Task
Will you output all of the data below exactly, omitting the images?

_ _ _

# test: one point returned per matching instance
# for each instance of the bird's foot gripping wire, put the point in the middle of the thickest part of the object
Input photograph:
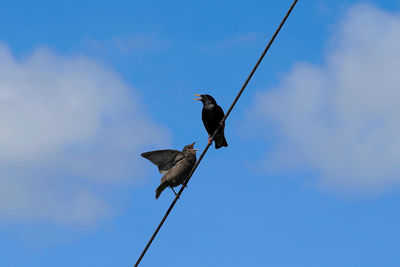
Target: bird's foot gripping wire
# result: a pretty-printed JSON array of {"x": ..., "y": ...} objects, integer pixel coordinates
[
  {"x": 174, "y": 191},
  {"x": 209, "y": 140}
]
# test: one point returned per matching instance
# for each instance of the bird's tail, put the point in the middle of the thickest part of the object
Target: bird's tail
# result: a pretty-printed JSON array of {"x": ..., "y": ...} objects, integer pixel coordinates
[
  {"x": 220, "y": 141},
  {"x": 161, "y": 188}
]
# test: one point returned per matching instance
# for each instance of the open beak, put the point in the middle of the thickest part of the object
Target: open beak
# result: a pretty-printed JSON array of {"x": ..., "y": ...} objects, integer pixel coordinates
[{"x": 198, "y": 96}]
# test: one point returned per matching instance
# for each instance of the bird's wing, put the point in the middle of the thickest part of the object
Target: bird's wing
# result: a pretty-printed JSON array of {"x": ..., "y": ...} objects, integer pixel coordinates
[{"x": 164, "y": 159}]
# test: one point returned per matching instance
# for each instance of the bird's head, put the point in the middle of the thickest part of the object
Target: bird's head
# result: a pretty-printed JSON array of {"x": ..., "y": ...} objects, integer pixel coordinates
[{"x": 206, "y": 99}]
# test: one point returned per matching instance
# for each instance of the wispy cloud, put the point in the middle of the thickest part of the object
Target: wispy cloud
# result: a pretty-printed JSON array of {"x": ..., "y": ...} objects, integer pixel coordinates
[
  {"x": 341, "y": 119},
  {"x": 69, "y": 129},
  {"x": 128, "y": 45}
]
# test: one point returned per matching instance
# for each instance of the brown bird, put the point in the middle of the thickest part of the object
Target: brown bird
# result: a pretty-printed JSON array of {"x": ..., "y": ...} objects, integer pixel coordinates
[
  {"x": 174, "y": 164},
  {"x": 211, "y": 115}
]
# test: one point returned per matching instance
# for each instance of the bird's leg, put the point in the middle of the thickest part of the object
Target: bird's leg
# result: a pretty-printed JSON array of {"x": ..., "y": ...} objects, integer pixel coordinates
[{"x": 173, "y": 191}]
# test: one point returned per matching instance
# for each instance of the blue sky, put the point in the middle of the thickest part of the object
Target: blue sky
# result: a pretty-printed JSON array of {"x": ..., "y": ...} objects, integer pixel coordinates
[{"x": 310, "y": 177}]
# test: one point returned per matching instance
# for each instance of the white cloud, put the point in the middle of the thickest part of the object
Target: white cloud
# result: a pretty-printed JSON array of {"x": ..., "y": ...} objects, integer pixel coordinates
[
  {"x": 69, "y": 129},
  {"x": 342, "y": 118}
]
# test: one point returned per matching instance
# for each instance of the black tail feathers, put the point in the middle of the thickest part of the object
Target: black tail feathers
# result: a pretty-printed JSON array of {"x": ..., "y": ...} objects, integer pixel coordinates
[{"x": 161, "y": 188}]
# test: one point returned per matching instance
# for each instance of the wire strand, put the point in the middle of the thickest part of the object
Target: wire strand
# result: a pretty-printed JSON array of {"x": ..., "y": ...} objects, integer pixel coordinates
[{"x": 213, "y": 136}]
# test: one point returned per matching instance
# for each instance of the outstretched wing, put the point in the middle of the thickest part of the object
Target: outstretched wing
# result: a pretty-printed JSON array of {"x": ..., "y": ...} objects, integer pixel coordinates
[{"x": 164, "y": 159}]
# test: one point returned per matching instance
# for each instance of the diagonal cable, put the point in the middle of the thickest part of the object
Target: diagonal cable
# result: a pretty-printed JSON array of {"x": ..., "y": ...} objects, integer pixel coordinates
[{"x": 213, "y": 136}]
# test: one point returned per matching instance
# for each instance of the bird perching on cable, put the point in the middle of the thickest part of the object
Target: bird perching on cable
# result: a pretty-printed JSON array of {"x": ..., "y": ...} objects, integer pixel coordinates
[
  {"x": 174, "y": 164},
  {"x": 211, "y": 115}
]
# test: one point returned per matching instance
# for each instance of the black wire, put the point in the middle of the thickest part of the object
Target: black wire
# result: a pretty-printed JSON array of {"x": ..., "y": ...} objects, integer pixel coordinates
[{"x": 213, "y": 136}]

_ _ _

Task answer
# test: one point returned per matching instance
# for each instance of the bird's foot gripping wire, put the point in the middle of the thickest part of the object
Input photograph:
Target: bird's foot gripping wire
# result: a pretty-printed JSON array of {"x": ..., "y": ...} objects, integer pixel coordinates
[
  {"x": 174, "y": 191},
  {"x": 209, "y": 140}
]
# test: one point returned per matching instance
# for each instance of the bird's tail, put the point in the middle of the thickest part of the object
Target: bird's tail
# result: a pretty-printed JSON array of {"x": ..., "y": ...} objects, integer pixel coordinates
[
  {"x": 220, "y": 141},
  {"x": 161, "y": 188}
]
# test: one point returned per matching instance
# for each instance of the open beak, put the point in the middle of the thickest part of the object
Target: open beak
# result: a pretty-printed JSON array of {"x": ..., "y": ...} objects, integer pixel coordinates
[{"x": 198, "y": 96}]
# test: one point returned per matching instance
# for each instance of the bird's wing, put the point in the middle of the thickest part of the object
Target: bird's wing
# result: a pretty-printed JSON array of {"x": ..., "y": ...} objects, integer pixel coordinates
[{"x": 164, "y": 159}]
# test: one point returned per matching instance
# for each instance of the bird's head, put the point in the middle of the thickest part of the object
Target: bird's head
# result: a pretty-printed JSON array of {"x": ..., "y": ...} objects, integer pixel coordinates
[{"x": 206, "y": 99}]
# test: one point returned per matching instance
# for each instance of the wispy cloud, put the point in the middle of the thickest part of the object
Target: wispy cloud
# result: a pretty-printed JSON array of {"x": ..., "y": ...} objects, integer pixel coordinates
[
  {"x": 341, "y": 119},
  {"x": 69, "y": 129},
  {"x": 128, "y": 45}
]
# test: one point returned per matching instance
# for each instance of the brown bird, put the point in the middle of the thickest part of the object
Target: brown bird
# result: a pretty-printed JSON array of {"x": ..., "y": ...} objects, integer pixel coordinates
[
  {"x": 174, "y": 164},
  {"x": 211, "y": 115}
]
# test: one point returned per matching instance
# for each instance of the bird's leg, put the point in the middle of the thickest part of the object
Target: bird's leg
# result: a pretty-printed JSON array of {"x": ..., "y": ...} objects, integer pixel coordinates
[{"x": 173, "y": 191}]
# test: one point returned per matching instance
# for each instance of the blue sky, put the point in the middle of the thickest part of the object
Target: blue sky
# result: a pretty-printed JSON array of {"x": ..., "y": ...} objects, integer pixel coordinates
[{"x": 310, "y": 177}]
# test: one point returned per matching instance
# for each instance of the white cloud, put the point in the middle of the thickest part of the object
Target: white cloud
# result: a pretty-printed JSON array of {"x": ..., "y": ...} objects, integer pixel coordinates
[
  {"x": 69, "y": 129},
  {"x": 342, "y": 118}
]
# test: one point returned per matching instance
# for each instance of the black tail feathers, put the point in the middle of the thickest part of the object
Target: black tail feathers
# result: a pretty-printed JSON array of {"x": ..., "y": ...} objects, integer pixel coordinates
[{"x": 161, "y": 188}]
# test: one point returned per matching instance
# for each instance of the wire strand, put the point in the middle of the thickest part of the object
Target: wire strand
# result: a pretty-printed JSON array of {"x": ..., "y": ...} objects, integer pixel coordinates
[{"x": 213, "y": 136}]
# test: one point returned per matching instance
# for each instance of the outstretched wing, put the point in the middle of the thickest part of the object
Target: outstretched wing
# result: a pretty-printed JSON array of {"x": ..., "y": ...} objects, integer pixel coordinates
[{"x": 164, "y": 159}]
# test: one point returned per matching instance
# for each instance of the diagonal cable, put the point in the middle of the thickest part of the object
Target: diagonal cable
# result: a pretty-printed JSON array of {"x": ..., "y": ...} objects, integer pixel coordinates
[{"x": 213, "y": 136}]
# test: one point returned per matching instance
# for each instance of the bird perching on cable, put the point in the middle of the thickest part of the object
Target: bird perching on cable
# result: a pretty-printed JSON array of {"x": ..., "y": ...} objects, integer pixel coordinates
[
  {"x": 174, "y": 164},
  {"x": 211, "y": 115}
]
# test: one point returned per matching instance
# for each instance of the black wire, put the point in the middle of the thickest part of the object
Target: black wire
# result: a pretty-printed JSON array of {"x": ..., "y": ...} objects, integer pixel coordinates
[{"x": 213, "y": 136}]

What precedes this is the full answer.